• **Exercise requirements**:
Please reproduce the following text on ElevenLabs alternatives word for word, from start to finish.

• **Article**:
+---+

ElevenLabs is one of the best TTS (Text to Speech) softwares on the market. Their AI voices and voice cloning are incredibly impressive and almost indistinguishable from human voices.
However, while their quality is certainly a step above most of their competitors, you might be wondering if there are any alternatives out there that can rival them in price and quality.
I’ve done extensive testing of a variety of Text to Speech services and Python packages for my own personal use and in this blog post I’ll share my findings with you to give you an idea of which service is best for you.
There are some free tools as well as some paid tools in this list, but the free tools are often more difficult to set up than the paid tools.
To make the comparisons more valid and to make it easier for you to see which one you like most, I have included samples from every service into this blog post. Make sure to give them a listen, because it’s the best way to figure out which text to speech sounds most natural to you. For reference, here is a sample from Elevenlabs, listen to this first, and then compare it with the 10 alternatives below!
With that being said, let’s take a look at the top 10 ElevenLabs alternatives!

+---+

• **Extracted information**:

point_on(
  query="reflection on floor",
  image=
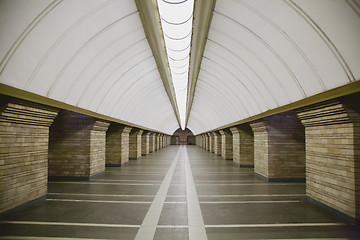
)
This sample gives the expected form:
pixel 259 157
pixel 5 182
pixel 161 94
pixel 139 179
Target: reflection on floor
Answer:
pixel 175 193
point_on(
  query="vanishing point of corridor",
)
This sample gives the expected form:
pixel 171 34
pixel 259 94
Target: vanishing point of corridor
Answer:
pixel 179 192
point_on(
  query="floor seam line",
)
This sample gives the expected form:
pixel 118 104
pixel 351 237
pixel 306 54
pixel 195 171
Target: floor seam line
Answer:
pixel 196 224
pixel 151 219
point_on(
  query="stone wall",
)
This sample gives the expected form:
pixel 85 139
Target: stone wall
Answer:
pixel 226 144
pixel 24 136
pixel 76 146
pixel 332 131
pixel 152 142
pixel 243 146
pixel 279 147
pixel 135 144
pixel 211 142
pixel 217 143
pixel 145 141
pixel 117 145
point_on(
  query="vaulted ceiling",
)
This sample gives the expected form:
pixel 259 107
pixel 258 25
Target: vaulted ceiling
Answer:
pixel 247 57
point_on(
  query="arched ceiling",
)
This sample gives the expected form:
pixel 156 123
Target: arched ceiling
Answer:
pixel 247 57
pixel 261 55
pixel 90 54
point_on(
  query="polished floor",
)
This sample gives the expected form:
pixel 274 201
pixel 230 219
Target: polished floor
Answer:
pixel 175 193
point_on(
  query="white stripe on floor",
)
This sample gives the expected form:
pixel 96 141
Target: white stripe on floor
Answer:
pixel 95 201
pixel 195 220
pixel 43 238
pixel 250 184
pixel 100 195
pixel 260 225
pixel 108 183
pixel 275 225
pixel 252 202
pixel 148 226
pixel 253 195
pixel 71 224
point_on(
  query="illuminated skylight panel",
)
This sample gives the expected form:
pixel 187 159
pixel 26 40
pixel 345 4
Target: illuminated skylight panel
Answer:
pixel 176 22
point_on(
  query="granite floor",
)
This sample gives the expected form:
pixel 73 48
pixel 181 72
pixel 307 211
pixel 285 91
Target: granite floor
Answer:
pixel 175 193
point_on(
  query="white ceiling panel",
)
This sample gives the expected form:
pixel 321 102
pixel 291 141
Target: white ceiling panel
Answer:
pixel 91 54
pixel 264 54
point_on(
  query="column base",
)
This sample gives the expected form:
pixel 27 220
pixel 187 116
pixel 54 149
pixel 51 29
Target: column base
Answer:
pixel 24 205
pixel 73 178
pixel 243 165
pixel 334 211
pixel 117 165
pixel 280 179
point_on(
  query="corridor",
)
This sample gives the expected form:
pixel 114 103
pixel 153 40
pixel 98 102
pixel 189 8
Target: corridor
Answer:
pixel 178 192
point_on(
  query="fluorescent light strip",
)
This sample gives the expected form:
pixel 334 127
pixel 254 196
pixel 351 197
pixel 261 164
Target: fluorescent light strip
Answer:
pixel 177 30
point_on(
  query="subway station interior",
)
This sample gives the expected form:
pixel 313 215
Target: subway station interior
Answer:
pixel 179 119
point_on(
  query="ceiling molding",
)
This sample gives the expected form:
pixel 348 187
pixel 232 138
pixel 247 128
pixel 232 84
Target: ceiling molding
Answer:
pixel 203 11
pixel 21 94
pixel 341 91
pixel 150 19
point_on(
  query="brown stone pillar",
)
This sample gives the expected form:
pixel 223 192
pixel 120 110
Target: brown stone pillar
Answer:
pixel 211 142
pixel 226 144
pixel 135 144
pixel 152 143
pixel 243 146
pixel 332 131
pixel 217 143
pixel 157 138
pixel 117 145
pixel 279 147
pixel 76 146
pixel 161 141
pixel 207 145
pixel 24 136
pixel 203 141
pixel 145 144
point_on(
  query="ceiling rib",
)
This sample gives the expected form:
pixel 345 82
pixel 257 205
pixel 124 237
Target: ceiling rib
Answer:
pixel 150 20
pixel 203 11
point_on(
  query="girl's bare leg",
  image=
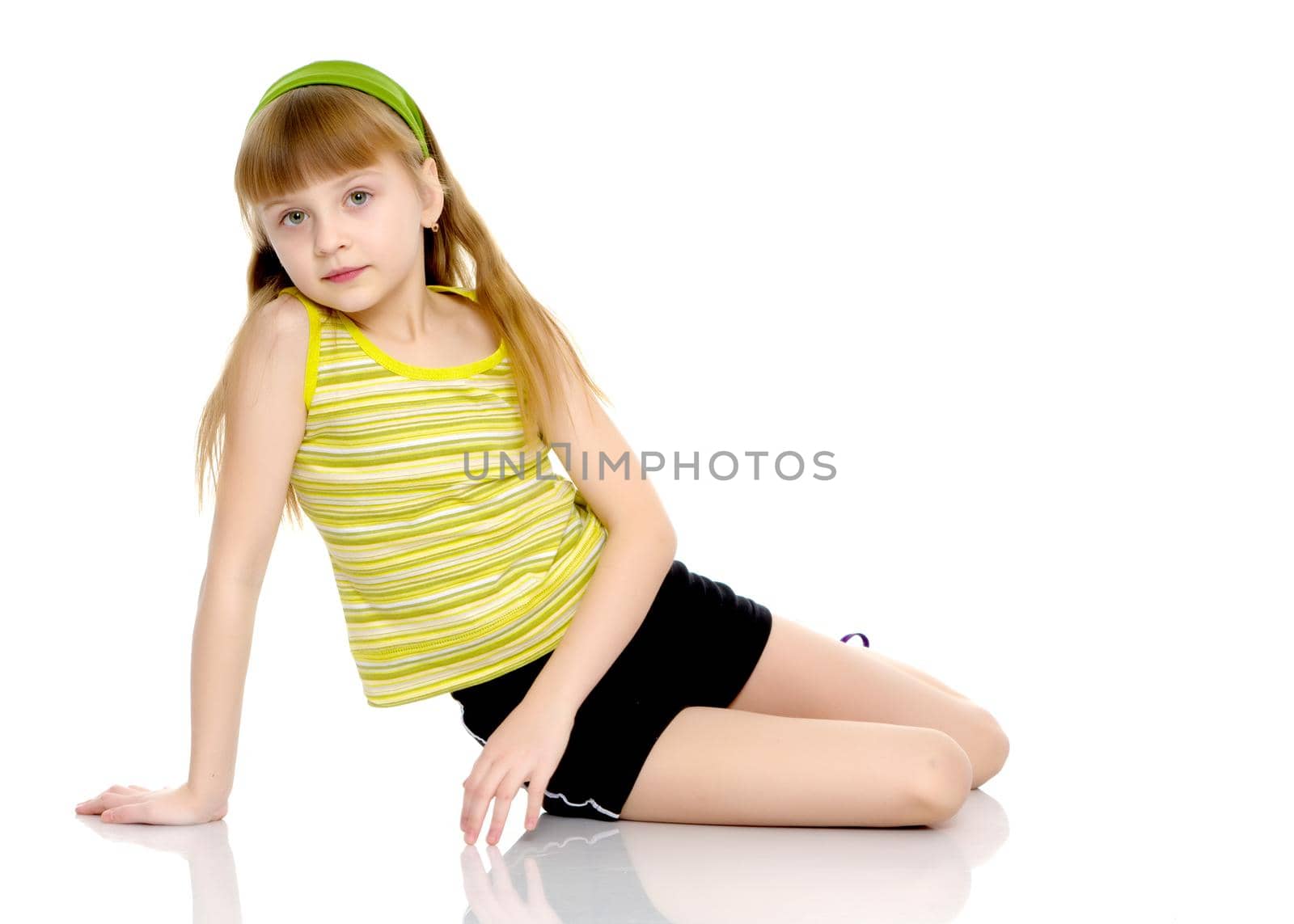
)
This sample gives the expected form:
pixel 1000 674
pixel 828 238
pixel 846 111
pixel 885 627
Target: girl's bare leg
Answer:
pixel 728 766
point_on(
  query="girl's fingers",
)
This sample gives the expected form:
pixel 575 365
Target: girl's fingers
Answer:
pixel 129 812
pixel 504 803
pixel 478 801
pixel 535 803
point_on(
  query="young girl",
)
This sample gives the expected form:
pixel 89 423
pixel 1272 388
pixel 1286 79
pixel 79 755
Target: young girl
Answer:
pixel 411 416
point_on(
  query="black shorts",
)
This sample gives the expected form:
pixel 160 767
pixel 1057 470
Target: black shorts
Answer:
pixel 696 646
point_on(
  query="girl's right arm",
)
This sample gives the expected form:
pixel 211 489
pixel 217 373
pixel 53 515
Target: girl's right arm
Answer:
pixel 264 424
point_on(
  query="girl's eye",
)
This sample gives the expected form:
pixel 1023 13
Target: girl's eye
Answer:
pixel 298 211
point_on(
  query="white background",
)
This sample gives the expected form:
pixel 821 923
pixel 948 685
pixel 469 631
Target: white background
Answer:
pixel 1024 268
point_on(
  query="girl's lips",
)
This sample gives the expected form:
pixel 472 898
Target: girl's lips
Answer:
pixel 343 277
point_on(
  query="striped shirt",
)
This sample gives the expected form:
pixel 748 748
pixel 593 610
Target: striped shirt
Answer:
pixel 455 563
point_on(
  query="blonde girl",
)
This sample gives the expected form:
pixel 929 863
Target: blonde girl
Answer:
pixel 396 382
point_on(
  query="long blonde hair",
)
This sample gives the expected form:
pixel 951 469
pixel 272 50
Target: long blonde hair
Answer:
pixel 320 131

+---+

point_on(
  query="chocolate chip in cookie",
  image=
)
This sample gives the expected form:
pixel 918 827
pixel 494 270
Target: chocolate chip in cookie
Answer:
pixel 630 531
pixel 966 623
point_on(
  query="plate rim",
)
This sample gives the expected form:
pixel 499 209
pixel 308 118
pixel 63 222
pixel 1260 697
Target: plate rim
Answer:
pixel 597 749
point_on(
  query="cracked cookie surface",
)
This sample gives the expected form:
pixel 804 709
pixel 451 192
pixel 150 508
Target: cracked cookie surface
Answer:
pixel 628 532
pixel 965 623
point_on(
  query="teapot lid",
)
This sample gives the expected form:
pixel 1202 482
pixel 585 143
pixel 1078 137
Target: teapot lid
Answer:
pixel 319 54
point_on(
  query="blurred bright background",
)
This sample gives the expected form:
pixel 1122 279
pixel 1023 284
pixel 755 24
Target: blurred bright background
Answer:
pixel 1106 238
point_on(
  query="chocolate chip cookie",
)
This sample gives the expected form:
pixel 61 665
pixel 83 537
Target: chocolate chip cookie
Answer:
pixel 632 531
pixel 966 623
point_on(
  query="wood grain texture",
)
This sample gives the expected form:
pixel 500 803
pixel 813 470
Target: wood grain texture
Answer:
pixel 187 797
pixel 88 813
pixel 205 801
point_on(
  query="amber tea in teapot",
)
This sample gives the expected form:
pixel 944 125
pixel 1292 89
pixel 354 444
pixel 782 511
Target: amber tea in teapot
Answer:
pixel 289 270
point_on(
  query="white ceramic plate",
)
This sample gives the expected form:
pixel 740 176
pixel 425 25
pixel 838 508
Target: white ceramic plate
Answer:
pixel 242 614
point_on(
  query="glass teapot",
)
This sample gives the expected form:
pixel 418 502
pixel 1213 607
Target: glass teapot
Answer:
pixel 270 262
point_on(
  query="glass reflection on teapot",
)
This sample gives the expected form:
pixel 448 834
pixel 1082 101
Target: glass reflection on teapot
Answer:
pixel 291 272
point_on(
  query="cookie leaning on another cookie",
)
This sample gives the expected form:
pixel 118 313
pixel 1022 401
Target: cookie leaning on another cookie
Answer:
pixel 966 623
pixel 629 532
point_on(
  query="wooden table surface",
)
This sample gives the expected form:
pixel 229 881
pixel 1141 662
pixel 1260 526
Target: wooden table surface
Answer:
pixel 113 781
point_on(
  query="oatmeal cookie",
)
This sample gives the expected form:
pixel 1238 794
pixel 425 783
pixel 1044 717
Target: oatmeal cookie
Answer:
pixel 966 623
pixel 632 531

+---+

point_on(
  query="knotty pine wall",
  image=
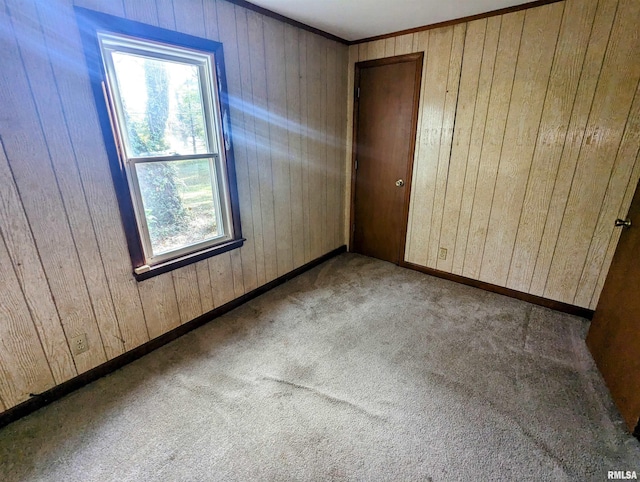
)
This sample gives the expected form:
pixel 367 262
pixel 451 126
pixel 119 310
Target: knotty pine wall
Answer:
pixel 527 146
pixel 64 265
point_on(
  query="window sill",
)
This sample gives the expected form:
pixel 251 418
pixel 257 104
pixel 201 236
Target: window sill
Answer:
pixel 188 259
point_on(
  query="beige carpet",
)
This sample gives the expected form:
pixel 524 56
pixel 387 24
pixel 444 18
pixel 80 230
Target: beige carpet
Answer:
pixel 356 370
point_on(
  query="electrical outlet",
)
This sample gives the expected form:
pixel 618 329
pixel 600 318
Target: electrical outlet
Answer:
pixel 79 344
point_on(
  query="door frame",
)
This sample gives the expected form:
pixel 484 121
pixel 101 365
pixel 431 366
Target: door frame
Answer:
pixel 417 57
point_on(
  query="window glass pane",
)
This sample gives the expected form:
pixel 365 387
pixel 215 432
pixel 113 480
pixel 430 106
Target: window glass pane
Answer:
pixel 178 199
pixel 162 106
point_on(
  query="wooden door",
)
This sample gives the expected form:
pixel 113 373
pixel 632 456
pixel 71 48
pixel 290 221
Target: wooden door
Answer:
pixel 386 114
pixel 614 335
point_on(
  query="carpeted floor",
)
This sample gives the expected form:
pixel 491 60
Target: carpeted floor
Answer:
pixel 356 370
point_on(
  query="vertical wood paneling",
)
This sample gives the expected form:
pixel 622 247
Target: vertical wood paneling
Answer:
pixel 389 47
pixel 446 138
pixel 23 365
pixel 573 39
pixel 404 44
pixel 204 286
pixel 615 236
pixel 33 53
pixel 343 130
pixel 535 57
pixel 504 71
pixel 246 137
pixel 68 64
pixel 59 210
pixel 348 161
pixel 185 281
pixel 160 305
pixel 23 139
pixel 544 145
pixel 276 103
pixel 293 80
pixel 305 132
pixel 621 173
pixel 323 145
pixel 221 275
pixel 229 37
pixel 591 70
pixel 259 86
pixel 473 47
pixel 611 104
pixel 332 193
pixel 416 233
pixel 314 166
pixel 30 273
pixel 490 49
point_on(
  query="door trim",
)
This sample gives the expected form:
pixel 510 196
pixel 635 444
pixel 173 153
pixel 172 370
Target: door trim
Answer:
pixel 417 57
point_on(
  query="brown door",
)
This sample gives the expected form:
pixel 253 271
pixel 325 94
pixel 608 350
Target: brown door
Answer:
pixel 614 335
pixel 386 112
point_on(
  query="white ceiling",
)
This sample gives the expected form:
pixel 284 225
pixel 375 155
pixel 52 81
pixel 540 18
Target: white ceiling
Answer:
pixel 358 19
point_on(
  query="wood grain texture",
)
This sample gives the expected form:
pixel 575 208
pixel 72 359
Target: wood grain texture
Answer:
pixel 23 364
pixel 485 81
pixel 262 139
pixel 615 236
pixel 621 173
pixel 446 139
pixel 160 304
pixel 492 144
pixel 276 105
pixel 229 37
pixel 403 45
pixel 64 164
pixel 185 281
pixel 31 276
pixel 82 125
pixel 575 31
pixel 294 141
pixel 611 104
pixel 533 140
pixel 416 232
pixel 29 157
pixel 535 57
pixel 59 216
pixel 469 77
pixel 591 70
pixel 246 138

+---+

• **Problem solution**:
ElevenLabs is one of the best TTS (Text to Speech) softwares on the market. Their AI voices and voice cloning are incredibly impressive and almost indistinguishable from human voices.
However, while their quality is certainly a step above most of their competitors, you might be wondering if there are any alternatives out there that can rival them in price and quality.
I’ve done extensive testing of a variety of Text to Speech services and Python packages for my own personal use and in this blog post I’ll share my findings with you to give you an idea of which service is best for you.
There are some free tools as well as some paid tools in this list, but the free tools are often more difficult to set up than the paid tools.
To make the comparisons more valid and to make it easier for you to see which one you like most, I have included samples from every service into this blog post. Make sure to give them a listen, because it’s the best way to figure out which text to speech sounds most natural to you. For reference, here is a sample from Elevenlabs, listen to this first, and then compare it with the 10 alternatives below!
With that being said, let’s take a look at the top 10 ElevenLabs alternatives!